Passage given:
•••

It seems that since both y=c*d and x = a.*b are doing 1 billion multiplications, there should be a way to get the y=c*d operation done in parallel and at least as quick as the x = a.*b operation (the actual problem I am doing is of the form y=c*d). Kron(c,d') (also 1 billion multiplications) does a little better and does seem to parallelize, but still not as fast as a.*b. Thanks in advance for any help.
a = rand(1000000000,1);
b = rand(1000000000,1);
c = rand(100000000,1);
d = rand(1,10);
for t=1:10
tic
x=a.*b;
toc
end;
for t=1:10
tic
y=c*d;
toc
end;

James Tursa on 23 Sep 2023
Edited: James Tursa on 23 Sep 2023
Both of these operations can be multi-threaded in the background, but this kind of timing test is not straightforward to do because large amounts of memory and thus caching on the CPU will heavily come into play. Also, I don't know the rules the MATLAB BLAS library functions use for when and how to multi-thread the operations based on input sizes (or even if they call a BLAS function for the outer product). The element-wise multiply is certainly the most efficient use of cache that you can get, linear memory access used only once. And if I "square" the outer product you can get somewhat comparable timings (tests slightly altered to make sure no left-over cache gets used in the next iteration):
ti = zeros(10,1);
for t=1:10
a = rand(100000000,1);
b = rand(100000000,1);
tic
x=a.*b;
ti(t) = toc;
end
mean(ti)
ans = 0.0899
to = zeros(10,1);
for t=1:10
c = rand(10000,1);
d = rand(1,10000);
tic
y=c*d;
to(t) = toc;
end
mean(to)
ans = 0.1695
So, the outer product takes longer than I would have expected compared to the element-wise multiply (about double the time), but the fact that it takes longer is to be expected (at least by me) because of the cache issue. I would guess some memory gets pulled into the cache more than once. I haven't looked at core usage, but I would be surprised if all cores were not used in both cases. The large sizes would certainly justify using all cores in the background.

•••

Entries provided:
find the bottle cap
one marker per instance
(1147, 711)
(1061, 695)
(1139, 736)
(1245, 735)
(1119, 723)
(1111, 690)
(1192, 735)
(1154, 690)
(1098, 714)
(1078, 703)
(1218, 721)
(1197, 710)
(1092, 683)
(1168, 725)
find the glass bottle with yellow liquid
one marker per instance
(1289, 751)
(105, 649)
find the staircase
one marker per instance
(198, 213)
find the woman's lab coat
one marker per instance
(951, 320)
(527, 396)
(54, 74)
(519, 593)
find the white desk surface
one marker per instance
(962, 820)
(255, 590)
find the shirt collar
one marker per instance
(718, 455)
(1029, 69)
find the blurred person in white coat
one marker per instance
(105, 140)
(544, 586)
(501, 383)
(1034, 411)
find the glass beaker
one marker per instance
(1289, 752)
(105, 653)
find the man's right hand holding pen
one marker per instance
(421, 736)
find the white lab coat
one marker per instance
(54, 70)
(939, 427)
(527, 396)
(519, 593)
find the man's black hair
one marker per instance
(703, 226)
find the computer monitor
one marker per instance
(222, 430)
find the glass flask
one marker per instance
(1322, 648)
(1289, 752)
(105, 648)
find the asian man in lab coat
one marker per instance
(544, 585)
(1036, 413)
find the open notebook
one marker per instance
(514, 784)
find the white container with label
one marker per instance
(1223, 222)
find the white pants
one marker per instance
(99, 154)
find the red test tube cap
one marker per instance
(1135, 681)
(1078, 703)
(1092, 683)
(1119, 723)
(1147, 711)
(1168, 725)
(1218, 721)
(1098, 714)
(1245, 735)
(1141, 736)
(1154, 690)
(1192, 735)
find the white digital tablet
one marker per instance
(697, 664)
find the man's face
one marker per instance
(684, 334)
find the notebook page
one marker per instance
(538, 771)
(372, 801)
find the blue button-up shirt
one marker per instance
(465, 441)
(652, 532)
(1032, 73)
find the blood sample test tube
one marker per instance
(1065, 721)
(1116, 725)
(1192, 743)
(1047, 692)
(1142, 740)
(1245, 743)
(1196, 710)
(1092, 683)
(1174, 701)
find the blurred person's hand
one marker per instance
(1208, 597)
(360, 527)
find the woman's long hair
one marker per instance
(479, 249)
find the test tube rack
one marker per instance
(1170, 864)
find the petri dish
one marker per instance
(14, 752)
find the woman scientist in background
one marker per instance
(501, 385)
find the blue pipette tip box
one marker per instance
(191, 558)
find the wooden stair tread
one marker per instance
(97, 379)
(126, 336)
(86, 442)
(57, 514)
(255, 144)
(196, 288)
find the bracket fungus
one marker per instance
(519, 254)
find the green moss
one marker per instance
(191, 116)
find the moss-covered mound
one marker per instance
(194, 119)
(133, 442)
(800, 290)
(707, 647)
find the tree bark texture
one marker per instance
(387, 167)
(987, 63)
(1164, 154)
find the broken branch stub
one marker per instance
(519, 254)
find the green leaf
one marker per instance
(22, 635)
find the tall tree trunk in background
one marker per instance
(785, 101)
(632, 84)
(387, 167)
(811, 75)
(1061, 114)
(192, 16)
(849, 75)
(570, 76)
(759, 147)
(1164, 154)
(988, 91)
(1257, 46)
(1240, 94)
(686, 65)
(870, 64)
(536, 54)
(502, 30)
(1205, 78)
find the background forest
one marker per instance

•••

Exercise set:
1. Please copy everything in the MATLAB multiplication-timing thread from "ans = 0.1695" down to "in the background.".
2. Render everything in the rows from the row containing "find the green leaf" down to the last row as a numbered list, omitting blank lines.

The results:
1.
ans = 0.1695
So, the outer product takes longer than I would have expected compared to the element-wise multiply (about double the time), but the fact that it takes longer is to be expected (at least by me) because of the cache issue. I would guess some memory gets pulled into the cache more than once. I haven't looked at core usage, but I would be surprised if all cores were not used in both cases. The large sizes would certainly justify using all cores in the background.

2.
1. find the green leaf
2. one marker per instance
3. (22, 635)
4. find the tall tree trunk in background
5. one marker per instance
6. (785, 101)
7. (632, 84)
8. (387, 167)
9. (811, 75)
10. (1061, 114)
11. (192, 16)
12. (849, 75)
13. (570, 76)
14. (759, 147)
15. (1164, 154)
16. (988, 91)
17. (1257, 46)
18. (1240, 94)
19. (686, 65)
20. (870, 64)
21. (536, 54)
22. (502, 30)
23. (1205, 78)
24. find the background forest
25. one marker per instance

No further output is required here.